◆ **Job 1**
In the speaker-and-amplifier discussion, what sensitivity did the Stereophile review estimate for the Infinity Primus 360?
◆ **Job 2**
Reproduce word for word the passage of the speaker-and-amplifier discussion that begins at the words "From the Stereophile" and stops after the words "more AVR friendly.".

◆ **Source**
From the Stereophile Review: The Infinity Primus 360 was significantly more sensitive than average, at an estimated 91.5dB(B)/2.83V/m. Though this is slightly lower than the specified 93dB, the 360 will still play very loudly with only a few watts of input power. However, with an impedance magnitude that drops below 4 ohms in the lower midrange and high treble and an electrical phase angle that is extreme in the upper bass (fig.1), the speaker needs to be partnered with an amplifier or receiver that can drive low impedances with aplomb. (The combination of 5.2 ohms and –45º phase angle at 93Hz will tax amplifiers rated at 8 ohms.)"

Granted this was for the Floorstanding 360 and not the P162 which only presents a somewhat difficult load at the top of the Frequency Range. I am guessing with the newer xx2 Series, they made the Impedance Load more AVR friendly.

Moreover, another factor is the size of the Room, preferred Listening Volume, and where the Speakers are crossed over. Regardless, I just think it makes sense to have the most current reserves if the choices are close enough to where it is one or the other.
Cheers,
JJ


----------



## GranteedEV (Aug 8, 2010)

Jungle Jack said:


> Regardless, I just think it makes sense to have the most current reserves if the choices are close enough to where it is one or the other.


Do I agree with this on paper? ABsolutely. What I don't agree with, is ever spending more on amplification than on Speakers. And that's what would happen if you were driving a ~$300 pair of (otherwise nice) speakers with a ~$900 separates amp. Is that perhaps a knock on harman's design team? On paper maybe, but just not in my experience. I don't know if more recent versions of the primus (the current being the P363) have easier loads, but even a 5 ohm load with a 45 degree phase angle is not too crazy... a good mid-level receiver like a Marantz or Yamaha shouldn't have difficulty with the load - IMO.


----------



## TypeA (Aug 14, 2010)

Thanks for all the inputs. Setting aside the numbers, real-world direct comparisons are few and based only on user reviews.... 



> The UPA-1 sounds extremely clear, natural, and provides outstanding detail. I've listened to the XPA-2 many times and it is a very fine amp, but I think the UPA-1 just sounds better, it's a bit smoother, more natural and musical and with detail resolution 2nd to no other amp that I've ever heard.

◆ **Information shown**
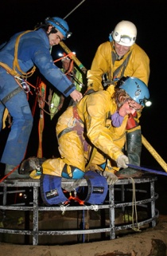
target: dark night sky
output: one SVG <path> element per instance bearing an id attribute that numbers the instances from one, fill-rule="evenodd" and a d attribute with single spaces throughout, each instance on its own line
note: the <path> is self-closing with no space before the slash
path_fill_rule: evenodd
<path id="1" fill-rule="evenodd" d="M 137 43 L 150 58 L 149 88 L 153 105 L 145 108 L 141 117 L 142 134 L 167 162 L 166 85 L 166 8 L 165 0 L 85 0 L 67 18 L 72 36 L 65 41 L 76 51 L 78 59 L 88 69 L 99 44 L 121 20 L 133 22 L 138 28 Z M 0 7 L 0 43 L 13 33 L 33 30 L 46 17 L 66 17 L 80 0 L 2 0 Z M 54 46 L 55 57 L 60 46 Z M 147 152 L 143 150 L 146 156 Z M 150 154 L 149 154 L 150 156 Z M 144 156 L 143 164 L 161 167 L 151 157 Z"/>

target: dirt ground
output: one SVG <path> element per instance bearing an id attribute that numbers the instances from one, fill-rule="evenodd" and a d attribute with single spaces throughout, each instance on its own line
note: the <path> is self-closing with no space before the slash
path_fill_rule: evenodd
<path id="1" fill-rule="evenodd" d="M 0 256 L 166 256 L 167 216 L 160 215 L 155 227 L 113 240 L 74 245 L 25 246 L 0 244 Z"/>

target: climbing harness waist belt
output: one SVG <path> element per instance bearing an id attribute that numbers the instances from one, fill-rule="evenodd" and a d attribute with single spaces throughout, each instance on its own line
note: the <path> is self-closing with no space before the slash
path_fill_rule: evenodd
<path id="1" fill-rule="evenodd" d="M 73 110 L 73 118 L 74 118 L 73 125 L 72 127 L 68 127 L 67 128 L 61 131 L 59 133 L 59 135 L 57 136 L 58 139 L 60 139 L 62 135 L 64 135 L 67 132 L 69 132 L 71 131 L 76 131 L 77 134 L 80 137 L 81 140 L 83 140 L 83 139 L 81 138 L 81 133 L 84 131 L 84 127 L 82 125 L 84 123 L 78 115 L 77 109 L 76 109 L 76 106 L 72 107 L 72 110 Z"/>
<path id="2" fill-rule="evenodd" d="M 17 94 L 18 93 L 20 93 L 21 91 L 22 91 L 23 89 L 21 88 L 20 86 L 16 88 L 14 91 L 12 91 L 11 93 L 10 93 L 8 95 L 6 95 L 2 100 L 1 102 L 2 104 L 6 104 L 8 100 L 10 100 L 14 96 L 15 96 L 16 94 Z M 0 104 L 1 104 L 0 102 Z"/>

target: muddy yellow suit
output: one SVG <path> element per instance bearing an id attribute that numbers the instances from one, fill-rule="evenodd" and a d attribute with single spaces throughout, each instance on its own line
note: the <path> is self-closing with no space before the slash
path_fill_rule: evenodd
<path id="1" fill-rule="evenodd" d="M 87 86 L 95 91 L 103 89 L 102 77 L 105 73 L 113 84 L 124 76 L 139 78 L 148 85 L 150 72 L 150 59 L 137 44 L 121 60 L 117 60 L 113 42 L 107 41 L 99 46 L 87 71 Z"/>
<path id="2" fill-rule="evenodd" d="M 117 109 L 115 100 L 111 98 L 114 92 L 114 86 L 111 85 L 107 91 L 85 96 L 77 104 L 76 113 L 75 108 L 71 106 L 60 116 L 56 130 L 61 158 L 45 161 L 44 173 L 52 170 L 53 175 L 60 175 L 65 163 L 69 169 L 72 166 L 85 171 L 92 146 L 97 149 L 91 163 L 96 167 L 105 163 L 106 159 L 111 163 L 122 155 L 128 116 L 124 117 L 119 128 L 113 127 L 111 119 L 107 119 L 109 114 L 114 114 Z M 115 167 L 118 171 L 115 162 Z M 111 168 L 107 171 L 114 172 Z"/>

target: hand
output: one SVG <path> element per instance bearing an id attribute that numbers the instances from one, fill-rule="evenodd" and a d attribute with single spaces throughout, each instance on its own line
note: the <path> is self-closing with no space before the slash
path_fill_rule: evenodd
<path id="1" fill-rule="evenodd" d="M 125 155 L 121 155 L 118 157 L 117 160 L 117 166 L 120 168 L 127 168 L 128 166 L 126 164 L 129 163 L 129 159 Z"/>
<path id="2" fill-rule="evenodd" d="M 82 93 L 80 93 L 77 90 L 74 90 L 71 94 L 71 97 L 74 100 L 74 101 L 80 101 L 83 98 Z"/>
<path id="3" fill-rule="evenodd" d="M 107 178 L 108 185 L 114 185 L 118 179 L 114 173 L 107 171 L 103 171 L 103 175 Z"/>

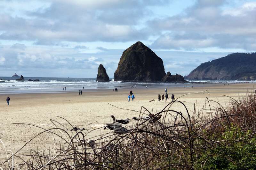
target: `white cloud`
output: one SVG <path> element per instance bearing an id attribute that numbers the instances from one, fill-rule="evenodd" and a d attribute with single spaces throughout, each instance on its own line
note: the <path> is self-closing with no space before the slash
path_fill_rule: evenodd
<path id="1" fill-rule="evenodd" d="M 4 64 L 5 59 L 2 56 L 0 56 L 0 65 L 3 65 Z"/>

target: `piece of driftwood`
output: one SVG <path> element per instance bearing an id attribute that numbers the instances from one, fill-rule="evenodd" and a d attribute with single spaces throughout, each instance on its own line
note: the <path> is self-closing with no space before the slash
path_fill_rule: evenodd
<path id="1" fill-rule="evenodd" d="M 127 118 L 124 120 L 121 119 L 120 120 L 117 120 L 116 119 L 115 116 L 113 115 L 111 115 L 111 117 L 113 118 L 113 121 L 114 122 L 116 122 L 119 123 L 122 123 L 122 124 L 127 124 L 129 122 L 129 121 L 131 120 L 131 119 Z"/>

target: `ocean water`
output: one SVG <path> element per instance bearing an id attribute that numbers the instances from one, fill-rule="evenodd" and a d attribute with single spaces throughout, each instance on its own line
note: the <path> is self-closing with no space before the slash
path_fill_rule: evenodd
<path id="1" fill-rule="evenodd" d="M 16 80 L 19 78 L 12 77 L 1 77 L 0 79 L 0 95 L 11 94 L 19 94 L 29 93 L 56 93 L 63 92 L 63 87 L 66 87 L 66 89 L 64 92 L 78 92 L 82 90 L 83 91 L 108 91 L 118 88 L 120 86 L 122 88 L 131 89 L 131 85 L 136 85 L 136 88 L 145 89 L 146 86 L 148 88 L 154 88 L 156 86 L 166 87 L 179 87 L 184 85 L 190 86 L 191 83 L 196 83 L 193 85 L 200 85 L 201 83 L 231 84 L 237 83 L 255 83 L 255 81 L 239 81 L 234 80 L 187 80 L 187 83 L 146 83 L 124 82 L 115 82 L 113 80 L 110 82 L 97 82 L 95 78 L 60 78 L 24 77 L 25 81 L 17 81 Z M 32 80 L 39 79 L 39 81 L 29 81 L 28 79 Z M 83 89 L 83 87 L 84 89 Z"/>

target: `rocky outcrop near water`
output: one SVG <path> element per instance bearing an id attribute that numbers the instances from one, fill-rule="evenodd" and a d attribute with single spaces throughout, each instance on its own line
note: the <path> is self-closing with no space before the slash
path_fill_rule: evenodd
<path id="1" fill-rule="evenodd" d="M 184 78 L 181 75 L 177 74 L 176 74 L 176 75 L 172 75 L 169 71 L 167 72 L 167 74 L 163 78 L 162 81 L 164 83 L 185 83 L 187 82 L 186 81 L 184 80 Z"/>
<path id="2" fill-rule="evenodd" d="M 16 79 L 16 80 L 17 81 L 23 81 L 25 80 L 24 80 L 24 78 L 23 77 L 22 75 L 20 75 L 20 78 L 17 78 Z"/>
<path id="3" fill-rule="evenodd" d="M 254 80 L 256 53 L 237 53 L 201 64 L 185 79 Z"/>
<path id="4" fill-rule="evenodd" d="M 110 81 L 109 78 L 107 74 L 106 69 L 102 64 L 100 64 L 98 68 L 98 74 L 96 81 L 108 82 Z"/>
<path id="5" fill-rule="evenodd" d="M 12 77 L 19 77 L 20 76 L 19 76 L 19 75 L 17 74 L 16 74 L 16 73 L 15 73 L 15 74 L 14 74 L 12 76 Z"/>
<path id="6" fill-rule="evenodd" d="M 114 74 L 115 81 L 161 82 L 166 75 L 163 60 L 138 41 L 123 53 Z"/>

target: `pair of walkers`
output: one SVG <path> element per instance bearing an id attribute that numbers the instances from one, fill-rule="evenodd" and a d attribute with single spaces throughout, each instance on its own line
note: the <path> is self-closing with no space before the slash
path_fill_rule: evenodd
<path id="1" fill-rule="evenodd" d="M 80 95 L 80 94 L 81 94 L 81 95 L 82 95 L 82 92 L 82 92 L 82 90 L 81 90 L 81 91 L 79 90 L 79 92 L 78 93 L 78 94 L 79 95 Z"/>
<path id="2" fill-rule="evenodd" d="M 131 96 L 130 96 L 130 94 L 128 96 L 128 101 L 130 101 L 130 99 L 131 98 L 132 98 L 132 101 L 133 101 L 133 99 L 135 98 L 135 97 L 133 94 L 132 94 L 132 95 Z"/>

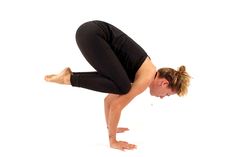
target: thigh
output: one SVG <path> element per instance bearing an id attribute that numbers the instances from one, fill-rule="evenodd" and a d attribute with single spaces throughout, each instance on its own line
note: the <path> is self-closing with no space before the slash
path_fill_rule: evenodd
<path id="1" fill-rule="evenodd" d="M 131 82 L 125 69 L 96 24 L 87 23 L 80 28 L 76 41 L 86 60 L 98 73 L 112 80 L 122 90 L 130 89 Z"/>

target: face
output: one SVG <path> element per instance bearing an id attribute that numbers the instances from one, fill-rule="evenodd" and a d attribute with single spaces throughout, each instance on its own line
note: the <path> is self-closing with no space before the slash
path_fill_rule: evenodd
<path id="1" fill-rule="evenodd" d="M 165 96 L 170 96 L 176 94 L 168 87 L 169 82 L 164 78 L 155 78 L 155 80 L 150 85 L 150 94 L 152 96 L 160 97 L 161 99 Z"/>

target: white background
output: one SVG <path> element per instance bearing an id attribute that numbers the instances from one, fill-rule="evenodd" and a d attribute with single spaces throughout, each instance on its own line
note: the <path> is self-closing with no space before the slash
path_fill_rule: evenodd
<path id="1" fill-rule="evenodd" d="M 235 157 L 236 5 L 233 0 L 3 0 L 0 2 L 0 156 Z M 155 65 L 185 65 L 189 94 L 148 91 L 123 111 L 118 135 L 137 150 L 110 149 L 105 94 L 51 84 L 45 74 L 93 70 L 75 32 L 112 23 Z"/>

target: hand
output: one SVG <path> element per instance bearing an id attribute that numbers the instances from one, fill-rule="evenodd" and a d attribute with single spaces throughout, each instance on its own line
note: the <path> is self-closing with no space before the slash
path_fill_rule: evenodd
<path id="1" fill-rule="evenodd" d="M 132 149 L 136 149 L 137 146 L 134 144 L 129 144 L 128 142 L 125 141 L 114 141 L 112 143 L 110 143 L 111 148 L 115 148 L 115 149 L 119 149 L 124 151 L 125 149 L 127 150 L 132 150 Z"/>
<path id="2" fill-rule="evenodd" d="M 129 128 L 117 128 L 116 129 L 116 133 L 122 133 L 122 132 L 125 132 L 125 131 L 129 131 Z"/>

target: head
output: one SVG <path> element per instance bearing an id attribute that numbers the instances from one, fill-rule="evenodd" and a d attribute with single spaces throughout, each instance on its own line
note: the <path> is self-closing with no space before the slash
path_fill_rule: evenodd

◆ **Written response 1**
An estimated 91.5dB(B)/2.83V/m.

◆ **Written response 2**
From the Stereophile Review: The Infinity Primus 360 was significantly more sensitive than average, at an estimated 91.5dB(B)/2.83V/m. Though this is slightly lower than the specified 93dB, the 360 will still play very loudly with only a few watts of input power. However, with an impedance magnitude that drops below 4 ohms in the lower midrange and high treble and an electrical phase angle that is extreme in the upper bass (fig.1), the speaker needs to be partnered with an amplifier or receiver that can drive low impedances with aplomb. (The combination of 5.2 ohms and –45º phase angle at 93Hz will tax amplifiers rated at 8 ohms.)"

Granted this was for the Floorstanding 360 and not the P162 which only presents a somewhat difficult load at the top of the Frequency Range. I am guessing with the newer xx2 Series, they made the Impedance Load more AVR friendly.